What the exercise asks. Determine how many lines of the entries below contain the string "noun", counting only matches with the same letter case, and reply with the number alone.

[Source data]
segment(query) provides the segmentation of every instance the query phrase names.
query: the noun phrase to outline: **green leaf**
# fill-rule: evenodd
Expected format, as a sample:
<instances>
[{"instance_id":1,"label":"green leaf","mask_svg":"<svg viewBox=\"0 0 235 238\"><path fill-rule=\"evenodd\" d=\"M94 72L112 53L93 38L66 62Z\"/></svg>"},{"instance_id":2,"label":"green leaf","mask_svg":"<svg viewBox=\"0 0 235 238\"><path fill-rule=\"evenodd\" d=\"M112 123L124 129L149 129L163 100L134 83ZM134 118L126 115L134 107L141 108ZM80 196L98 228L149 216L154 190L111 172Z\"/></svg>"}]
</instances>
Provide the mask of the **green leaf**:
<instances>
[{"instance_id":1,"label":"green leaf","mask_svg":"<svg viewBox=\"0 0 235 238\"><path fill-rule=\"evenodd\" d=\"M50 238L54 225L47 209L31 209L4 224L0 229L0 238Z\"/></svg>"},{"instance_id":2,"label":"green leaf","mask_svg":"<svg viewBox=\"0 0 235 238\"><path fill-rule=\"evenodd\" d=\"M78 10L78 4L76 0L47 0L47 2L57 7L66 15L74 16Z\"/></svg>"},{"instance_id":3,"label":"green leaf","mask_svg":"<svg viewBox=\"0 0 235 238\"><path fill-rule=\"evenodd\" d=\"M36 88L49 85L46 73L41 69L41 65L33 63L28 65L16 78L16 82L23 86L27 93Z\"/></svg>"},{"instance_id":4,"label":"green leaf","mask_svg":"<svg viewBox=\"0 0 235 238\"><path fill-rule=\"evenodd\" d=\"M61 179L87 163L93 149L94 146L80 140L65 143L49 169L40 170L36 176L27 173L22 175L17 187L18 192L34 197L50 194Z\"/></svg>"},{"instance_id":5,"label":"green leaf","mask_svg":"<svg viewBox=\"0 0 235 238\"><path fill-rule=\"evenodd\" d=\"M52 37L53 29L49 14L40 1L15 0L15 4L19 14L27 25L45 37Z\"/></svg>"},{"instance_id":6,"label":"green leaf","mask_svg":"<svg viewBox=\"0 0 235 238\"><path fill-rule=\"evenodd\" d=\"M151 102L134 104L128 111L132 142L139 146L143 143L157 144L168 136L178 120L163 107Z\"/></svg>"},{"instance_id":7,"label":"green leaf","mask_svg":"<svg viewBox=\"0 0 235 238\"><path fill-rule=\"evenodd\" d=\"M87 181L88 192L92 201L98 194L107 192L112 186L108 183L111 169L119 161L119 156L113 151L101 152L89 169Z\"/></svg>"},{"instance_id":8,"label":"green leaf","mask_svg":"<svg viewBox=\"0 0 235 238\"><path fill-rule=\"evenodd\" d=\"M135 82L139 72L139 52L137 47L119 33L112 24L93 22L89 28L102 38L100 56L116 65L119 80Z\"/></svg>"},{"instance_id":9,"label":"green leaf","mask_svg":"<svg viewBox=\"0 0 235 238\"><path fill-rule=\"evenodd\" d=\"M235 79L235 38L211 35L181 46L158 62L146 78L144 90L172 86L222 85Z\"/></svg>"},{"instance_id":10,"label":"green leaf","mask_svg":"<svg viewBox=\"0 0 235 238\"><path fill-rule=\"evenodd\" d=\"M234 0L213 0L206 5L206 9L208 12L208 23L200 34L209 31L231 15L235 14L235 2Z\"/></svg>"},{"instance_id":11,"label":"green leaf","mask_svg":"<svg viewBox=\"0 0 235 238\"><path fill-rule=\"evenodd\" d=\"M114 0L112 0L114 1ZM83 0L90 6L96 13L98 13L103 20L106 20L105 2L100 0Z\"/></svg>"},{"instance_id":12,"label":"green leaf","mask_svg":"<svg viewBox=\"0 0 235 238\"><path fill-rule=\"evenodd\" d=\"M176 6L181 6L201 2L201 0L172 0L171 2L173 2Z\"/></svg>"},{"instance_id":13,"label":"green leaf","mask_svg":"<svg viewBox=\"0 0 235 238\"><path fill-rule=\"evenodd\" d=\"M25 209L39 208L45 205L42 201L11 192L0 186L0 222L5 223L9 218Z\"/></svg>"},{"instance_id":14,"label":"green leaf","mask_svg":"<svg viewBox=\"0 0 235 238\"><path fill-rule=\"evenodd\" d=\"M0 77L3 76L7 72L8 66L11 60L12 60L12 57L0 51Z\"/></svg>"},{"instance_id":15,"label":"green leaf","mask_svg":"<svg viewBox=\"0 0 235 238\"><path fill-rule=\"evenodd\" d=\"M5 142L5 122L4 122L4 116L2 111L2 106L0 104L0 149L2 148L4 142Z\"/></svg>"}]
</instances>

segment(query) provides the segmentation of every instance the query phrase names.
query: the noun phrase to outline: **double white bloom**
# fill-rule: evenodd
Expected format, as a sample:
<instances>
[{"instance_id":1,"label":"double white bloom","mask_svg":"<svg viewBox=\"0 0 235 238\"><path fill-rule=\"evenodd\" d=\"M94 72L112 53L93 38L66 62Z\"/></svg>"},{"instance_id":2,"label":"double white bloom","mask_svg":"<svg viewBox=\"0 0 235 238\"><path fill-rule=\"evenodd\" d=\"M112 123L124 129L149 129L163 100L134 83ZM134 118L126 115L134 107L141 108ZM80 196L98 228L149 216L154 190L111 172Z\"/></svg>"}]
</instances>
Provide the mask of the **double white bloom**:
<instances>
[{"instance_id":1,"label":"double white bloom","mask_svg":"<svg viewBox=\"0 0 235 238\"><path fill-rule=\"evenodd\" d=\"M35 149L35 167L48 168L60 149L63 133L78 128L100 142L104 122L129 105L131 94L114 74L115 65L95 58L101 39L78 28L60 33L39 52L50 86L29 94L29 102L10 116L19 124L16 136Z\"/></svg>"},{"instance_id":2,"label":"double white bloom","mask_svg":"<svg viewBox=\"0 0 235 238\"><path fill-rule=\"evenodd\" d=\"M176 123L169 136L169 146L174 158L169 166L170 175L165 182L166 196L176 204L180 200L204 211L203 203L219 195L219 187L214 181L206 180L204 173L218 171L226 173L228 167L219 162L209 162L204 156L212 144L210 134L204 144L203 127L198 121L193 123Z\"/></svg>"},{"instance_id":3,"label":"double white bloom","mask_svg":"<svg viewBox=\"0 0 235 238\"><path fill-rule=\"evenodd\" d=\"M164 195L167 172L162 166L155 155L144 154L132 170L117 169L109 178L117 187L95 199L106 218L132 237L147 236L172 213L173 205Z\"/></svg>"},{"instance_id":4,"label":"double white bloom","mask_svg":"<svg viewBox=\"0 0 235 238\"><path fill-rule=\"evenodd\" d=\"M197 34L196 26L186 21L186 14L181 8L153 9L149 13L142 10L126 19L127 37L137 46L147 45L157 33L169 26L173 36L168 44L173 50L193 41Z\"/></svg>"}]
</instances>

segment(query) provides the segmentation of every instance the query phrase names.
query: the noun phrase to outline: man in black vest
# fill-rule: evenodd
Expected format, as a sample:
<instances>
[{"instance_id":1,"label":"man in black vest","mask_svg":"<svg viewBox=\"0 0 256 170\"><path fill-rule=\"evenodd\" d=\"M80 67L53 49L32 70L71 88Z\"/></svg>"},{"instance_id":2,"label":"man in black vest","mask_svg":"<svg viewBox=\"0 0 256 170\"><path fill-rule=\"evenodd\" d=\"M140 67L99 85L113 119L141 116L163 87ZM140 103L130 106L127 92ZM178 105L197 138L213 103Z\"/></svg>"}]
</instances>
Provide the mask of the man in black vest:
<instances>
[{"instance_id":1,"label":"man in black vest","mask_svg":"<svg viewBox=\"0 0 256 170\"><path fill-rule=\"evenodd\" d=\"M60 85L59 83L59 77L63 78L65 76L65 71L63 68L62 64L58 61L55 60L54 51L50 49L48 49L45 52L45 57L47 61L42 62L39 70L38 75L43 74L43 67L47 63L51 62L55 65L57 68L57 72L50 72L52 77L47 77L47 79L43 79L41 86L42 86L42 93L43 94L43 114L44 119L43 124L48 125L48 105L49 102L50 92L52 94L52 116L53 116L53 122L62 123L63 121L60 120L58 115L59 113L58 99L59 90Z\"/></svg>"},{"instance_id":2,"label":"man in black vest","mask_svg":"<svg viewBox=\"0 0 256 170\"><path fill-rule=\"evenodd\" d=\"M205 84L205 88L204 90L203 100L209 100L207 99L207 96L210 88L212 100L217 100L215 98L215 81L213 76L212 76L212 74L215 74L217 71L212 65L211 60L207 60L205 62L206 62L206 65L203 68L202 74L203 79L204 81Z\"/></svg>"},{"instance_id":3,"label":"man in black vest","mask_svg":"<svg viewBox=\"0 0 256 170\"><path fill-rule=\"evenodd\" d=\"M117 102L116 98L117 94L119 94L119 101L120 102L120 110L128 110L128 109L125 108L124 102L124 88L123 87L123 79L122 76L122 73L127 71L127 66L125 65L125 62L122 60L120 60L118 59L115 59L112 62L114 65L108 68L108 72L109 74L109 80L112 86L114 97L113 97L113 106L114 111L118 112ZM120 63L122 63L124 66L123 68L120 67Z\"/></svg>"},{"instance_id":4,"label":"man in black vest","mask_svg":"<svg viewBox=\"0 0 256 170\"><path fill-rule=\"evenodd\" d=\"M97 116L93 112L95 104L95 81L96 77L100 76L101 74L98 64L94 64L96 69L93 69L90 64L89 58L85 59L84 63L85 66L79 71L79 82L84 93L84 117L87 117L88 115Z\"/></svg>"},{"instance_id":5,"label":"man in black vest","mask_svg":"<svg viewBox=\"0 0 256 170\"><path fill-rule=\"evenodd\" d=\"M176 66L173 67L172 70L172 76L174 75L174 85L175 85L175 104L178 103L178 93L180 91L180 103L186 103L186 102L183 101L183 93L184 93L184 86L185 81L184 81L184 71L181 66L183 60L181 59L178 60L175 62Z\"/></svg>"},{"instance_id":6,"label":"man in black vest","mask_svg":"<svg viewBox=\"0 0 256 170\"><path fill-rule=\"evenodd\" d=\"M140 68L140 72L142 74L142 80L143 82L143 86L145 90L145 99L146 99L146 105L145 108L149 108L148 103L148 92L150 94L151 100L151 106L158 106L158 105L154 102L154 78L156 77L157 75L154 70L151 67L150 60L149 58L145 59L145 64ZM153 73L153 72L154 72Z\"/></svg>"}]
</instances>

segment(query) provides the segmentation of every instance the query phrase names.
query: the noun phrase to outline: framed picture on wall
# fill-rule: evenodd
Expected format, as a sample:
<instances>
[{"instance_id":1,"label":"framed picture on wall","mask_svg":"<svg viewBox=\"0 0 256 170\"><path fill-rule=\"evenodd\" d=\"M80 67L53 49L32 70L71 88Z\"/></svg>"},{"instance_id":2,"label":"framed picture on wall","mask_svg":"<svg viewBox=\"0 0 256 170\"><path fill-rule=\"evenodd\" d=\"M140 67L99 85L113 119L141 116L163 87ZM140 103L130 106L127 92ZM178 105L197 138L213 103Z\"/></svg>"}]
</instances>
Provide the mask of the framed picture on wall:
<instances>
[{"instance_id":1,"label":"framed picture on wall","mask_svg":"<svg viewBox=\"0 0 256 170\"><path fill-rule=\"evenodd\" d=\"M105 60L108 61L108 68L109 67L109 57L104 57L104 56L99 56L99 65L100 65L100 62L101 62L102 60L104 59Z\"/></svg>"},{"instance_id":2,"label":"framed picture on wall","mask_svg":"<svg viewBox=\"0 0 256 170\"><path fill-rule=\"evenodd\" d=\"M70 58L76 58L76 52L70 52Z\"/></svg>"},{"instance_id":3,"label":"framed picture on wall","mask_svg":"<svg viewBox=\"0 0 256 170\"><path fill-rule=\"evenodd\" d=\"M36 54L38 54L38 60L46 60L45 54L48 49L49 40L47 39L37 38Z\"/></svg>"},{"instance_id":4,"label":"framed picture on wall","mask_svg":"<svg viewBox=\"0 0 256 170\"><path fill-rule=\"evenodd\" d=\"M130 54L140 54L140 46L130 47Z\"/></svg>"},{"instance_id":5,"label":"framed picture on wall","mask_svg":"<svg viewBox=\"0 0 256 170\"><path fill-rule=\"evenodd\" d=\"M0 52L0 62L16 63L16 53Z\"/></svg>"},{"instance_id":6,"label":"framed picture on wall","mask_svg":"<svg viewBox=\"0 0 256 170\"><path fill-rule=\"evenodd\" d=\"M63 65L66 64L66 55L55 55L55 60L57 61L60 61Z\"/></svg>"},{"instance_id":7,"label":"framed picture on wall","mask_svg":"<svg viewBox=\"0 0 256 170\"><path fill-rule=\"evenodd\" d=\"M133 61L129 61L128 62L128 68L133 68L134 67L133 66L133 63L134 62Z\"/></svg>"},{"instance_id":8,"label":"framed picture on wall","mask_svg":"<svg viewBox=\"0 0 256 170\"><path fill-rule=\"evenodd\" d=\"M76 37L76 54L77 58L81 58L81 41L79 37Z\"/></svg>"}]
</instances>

Solution for this exercise. 4